#### [EXERCISE DETAILS]
In the news piece below about Charing Cross hospital, how many inpatient beds do the plans cut there?

#### [DOCUMENT SECTION]
A hospital boss today called for the public to become less reliant on A&E units as she prepared to face hundreds of campaigners fighting to save Charing Cross hospital.

Dr Tracey Batten, the new chief executive of Imperial College NHS trust, said the NHS had to switch priority from “illness to wellness” in a major reorganisation of services across north-west London.

Imperial has been hit by a backlash from Save Our Hospital campaigners, Labour MPs and Hammersmith and Fulham council over plans to axe 336 inpatient beds at Charing Cross and turn it into a much smaller daycare hospital.

Imperial College NHS chief executive Dr Tracey Batten

Imperial College NHS chief executive Dr Tracey Batten

Dr Batten used an interview with the Standard ahead of the trust’s annual meeting tonight to call for the public to be better educated in the benefits of being treated at home or in the community rather than in hospital.

She says preventative care could minimise the risk of heart attack, while alternative “pathways of care” could be developed for stroke patients and those undergoing hip replacements.

She said: “One thing I would say about this reorganisation is that if you look at the NHS, it has traditionally been quite an illness-led healthcare system.

“When people get sick, they come into hospital and we treat them incredibly well. That has skewed healthcare dollars towards the hospital end of the provision.

#### [ENTRIES SUPPLIED]
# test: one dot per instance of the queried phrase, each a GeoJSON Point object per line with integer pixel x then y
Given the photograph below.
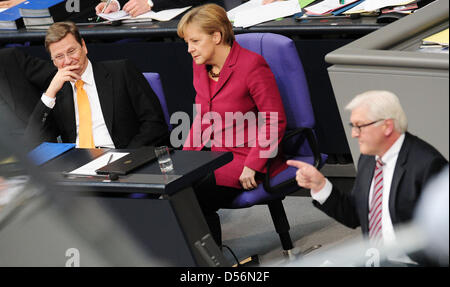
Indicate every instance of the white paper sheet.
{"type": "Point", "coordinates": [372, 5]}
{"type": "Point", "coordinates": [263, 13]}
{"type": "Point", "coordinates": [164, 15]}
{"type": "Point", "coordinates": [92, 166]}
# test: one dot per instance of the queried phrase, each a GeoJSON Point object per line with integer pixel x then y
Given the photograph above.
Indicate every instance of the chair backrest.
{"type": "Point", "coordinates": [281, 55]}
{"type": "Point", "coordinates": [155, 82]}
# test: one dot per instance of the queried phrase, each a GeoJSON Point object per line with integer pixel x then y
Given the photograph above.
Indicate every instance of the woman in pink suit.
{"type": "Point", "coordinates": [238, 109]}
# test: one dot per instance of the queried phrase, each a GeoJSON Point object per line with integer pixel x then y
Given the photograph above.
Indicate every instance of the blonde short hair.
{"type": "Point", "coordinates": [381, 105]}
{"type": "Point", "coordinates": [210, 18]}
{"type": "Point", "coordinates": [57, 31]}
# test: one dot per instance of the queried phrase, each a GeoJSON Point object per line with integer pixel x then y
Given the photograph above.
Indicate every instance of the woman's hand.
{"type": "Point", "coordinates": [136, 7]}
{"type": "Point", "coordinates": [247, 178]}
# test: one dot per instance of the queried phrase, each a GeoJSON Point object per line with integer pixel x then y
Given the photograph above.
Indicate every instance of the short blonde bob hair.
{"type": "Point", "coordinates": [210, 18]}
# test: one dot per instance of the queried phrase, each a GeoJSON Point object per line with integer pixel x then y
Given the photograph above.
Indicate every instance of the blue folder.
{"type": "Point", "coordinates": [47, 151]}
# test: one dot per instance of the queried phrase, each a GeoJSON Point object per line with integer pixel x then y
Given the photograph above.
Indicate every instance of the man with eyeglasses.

#### [WRITTEN ANSWER]
336